**TEXT EXCERPT**

Background information
- Born: Felix Andrew Odell White 28 September 1984 (age 41) Wandsworth, London, England
- Education: Alleyn's School University of Sussex
- Genres: Indie rock
- Occupations: Musician, songwriter, producer, sports commentator, author
- Instruments: Guitar, vocals, piano
- Years active: 2004–present
- Labels: Parlophone; Fiction; Fierce Panda;
- Member of: The Maccabees, 86TVs

= Felix White =

British musician (born 1984)

Felix Andrew Odell White (born 28 September 1984) is a British musician, best known as the guitarist of the British indie rock band The Maccabees and as founding member, guitarist and vocalist of 86TVs. He is also co-presenter on the cricket podcast Tailenders alongside Greg James, James Anderson and Matt Horan.

==Biography==
===Early life===
White was born in Wandsworth, London, England. His mother, Lana White, was an editor in the publishing industry, and his father was involved in urban design. His mother suffered from multiple sclerosis and died in 2002, when White was 17. He was educated at Alleyn's School and studied sociology at the University of Sussex. White has two younger brothers, Hugo and Will. White is a lifelong supporter of Fulham F.C.

**CHALLENGES**
1/ In the Felix White biography, what subject did White study at the University of Sussex?
2/ Please extend the Felix White biography, picking up right after its final sentence.
The material after this biography of Felix White is separate from it.

**EXTRACTED INFORMATION**
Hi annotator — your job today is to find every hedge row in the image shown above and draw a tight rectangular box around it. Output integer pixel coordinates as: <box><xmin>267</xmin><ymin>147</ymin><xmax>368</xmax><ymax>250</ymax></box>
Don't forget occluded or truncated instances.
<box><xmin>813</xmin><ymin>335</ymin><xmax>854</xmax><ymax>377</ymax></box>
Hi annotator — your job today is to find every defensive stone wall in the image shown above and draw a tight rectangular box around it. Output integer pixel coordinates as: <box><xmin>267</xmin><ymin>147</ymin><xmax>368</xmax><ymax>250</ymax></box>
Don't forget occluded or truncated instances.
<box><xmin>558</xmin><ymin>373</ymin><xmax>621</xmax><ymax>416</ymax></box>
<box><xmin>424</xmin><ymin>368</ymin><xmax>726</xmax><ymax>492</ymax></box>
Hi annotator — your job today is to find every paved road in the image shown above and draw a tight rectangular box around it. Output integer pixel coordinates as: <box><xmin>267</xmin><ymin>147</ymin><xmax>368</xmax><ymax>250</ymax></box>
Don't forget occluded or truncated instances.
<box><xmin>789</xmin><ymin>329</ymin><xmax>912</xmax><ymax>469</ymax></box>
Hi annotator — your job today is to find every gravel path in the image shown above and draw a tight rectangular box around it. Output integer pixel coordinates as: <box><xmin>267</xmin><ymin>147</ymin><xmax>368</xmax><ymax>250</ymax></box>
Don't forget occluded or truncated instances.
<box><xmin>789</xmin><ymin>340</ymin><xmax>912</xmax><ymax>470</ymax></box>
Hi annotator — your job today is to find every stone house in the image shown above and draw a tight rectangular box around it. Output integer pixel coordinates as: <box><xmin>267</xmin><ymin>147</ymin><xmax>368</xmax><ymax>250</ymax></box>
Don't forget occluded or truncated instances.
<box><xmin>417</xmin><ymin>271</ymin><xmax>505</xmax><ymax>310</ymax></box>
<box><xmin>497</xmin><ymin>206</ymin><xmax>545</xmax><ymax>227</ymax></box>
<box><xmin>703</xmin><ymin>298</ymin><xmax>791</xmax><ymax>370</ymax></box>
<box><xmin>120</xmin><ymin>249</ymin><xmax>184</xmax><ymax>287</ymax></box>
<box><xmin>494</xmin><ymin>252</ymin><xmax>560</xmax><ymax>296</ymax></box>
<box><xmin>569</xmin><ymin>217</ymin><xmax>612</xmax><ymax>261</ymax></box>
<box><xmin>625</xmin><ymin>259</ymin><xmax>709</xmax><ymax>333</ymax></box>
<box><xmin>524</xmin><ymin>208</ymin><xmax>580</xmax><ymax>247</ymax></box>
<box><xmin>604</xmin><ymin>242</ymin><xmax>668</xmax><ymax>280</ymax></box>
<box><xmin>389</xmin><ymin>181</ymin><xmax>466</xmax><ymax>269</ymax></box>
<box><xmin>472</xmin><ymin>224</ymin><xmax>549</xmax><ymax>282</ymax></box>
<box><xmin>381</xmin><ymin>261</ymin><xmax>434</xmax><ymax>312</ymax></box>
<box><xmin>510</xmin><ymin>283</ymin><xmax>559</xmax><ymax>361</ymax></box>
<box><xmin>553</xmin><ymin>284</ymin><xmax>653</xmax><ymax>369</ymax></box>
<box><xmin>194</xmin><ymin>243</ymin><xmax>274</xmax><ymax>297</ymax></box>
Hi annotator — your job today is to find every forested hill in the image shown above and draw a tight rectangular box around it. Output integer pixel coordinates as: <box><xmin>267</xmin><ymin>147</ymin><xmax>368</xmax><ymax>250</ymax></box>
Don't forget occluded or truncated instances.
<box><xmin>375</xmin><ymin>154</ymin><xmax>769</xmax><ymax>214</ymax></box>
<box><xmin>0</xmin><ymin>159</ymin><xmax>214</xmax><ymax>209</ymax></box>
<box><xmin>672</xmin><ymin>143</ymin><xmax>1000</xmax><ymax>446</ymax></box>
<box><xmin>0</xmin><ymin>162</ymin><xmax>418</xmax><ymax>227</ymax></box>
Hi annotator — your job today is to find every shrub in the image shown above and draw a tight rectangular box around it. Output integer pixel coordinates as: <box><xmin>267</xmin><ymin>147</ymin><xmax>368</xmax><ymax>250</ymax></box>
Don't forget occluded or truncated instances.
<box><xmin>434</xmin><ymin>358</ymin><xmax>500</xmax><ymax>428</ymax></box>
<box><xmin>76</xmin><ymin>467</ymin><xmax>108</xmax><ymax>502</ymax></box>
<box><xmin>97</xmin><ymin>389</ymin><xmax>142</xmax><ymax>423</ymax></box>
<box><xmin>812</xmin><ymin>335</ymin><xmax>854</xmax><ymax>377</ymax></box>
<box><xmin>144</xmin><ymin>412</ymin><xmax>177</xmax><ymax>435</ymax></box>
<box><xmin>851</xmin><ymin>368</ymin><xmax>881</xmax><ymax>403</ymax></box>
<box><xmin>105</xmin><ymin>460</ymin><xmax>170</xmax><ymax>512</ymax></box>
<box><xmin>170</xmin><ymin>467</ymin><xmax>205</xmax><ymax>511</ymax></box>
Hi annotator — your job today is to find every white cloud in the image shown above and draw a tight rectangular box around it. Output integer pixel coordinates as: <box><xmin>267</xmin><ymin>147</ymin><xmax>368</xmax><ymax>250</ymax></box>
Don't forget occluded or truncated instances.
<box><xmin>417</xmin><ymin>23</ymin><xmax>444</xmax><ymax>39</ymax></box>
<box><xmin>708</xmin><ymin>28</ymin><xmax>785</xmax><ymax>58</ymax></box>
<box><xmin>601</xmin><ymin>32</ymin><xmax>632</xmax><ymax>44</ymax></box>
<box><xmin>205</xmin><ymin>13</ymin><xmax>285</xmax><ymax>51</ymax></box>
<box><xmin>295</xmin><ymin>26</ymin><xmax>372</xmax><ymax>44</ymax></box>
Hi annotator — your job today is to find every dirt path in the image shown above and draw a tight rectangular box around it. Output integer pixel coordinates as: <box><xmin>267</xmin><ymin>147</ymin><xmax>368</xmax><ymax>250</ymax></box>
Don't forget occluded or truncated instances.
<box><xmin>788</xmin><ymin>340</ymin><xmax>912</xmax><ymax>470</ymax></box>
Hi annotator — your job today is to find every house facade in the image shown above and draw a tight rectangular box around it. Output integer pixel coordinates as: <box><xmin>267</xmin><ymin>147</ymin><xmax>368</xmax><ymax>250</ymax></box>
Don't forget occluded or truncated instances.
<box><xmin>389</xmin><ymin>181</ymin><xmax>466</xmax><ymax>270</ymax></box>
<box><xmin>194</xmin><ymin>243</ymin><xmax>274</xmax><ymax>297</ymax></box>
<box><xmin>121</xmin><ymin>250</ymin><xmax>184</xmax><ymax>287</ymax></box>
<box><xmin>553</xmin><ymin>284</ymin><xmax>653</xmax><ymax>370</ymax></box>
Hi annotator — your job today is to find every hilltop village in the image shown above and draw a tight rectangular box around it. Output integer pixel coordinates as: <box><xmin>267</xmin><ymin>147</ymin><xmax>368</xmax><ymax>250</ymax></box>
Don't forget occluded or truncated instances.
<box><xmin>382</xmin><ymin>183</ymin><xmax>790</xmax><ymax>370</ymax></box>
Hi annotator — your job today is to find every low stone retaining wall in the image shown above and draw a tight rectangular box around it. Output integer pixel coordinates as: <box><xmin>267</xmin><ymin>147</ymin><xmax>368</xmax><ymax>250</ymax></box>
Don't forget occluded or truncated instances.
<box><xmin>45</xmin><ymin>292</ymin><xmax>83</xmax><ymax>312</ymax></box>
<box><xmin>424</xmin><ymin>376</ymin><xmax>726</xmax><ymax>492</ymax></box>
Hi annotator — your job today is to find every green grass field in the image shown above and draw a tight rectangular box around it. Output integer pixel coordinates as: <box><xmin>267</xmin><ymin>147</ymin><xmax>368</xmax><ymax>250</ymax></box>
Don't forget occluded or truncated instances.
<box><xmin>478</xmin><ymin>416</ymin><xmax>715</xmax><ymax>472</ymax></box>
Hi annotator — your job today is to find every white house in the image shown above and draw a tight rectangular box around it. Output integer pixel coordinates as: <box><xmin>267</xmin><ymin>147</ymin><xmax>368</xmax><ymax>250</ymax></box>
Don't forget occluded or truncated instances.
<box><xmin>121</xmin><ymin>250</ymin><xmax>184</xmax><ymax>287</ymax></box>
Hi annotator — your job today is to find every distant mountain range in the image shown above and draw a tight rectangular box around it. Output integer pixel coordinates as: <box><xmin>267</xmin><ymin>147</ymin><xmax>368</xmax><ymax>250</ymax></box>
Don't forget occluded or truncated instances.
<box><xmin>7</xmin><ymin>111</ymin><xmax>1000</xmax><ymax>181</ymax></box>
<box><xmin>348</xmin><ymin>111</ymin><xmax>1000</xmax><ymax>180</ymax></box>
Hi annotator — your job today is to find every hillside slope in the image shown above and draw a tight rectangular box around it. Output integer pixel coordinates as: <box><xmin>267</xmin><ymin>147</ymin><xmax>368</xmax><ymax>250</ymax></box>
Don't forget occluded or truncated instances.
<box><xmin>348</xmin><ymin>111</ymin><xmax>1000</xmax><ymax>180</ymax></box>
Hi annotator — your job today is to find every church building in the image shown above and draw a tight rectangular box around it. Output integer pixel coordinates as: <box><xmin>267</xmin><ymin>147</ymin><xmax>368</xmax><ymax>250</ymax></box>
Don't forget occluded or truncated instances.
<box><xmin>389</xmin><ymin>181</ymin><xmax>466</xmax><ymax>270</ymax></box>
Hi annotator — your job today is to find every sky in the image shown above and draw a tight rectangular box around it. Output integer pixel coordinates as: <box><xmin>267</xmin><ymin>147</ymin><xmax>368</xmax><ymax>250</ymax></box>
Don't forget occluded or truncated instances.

**FINAL RESULTS**
1/ Sociology.

2/
===2004-2017, 2025-present: The Maccabees===
White was a founding member of the British indie rock band The Maccabees. He played the guitar, piano, and provided backing vocals. The band announced that they had decided to disband in August 2016.

The Maccabees confirmed their comeback for 2025 on social media, complete with headline festival show at All Points East and a European tour.

===Post-Maccabees career===
On 5 August 2016, along with Morad Khokar, White launched Yala! Records, at Bermondsey Social Club. The label aims to provide both a step up and a network of support for upcoming bands.

On 15 November 2017, White along with Greg James and Jimmy Anderson, began hosting a cricketing podcast Tailenders. This was initially a weekly podcast covering the 2017–18 Ashes series; since 23 May 2018 it was renewed to continue on a weekly basis.

He has also written a memoir, on cricket, music and loss, It's Always Summer Somewhere. It was abridged and broadcast on BBC Radio 4, narrated by White, in January 2022.

From September 2022, Felix began fronting features and taking on a colour commentator role for Major League Baseball. The games are shown live on BBC iPlayer in the UK where he regularly joins co-hosts Melanie Newman and Xavier Scruggs.

On 17 August 2023, Felix and his brother Hugo White unveiled their first single, "Worn Out Buildings," as part of their new musical project, 86TVs. Band members included their younger brother, Will White, and drummer Jamie Morrison, known for his previous work with the bands Noisettes and Stereophonics.

On 2 August 2024, 86TVs' self-titled debut album was released alongside a digital-only single "New Used Car" featuring Jamie T.

==Discography==
Solo
- Cosmo (2013)
- The Edge – OST (2019)
- McEnroe – OST (2022)

The Maccabees

- Colour It In (2007)
- Wall of Arms (2009)
- Given to the Wild (2012)
- Marks to Prove It (2015)

86TVs
- 86TVs (2024)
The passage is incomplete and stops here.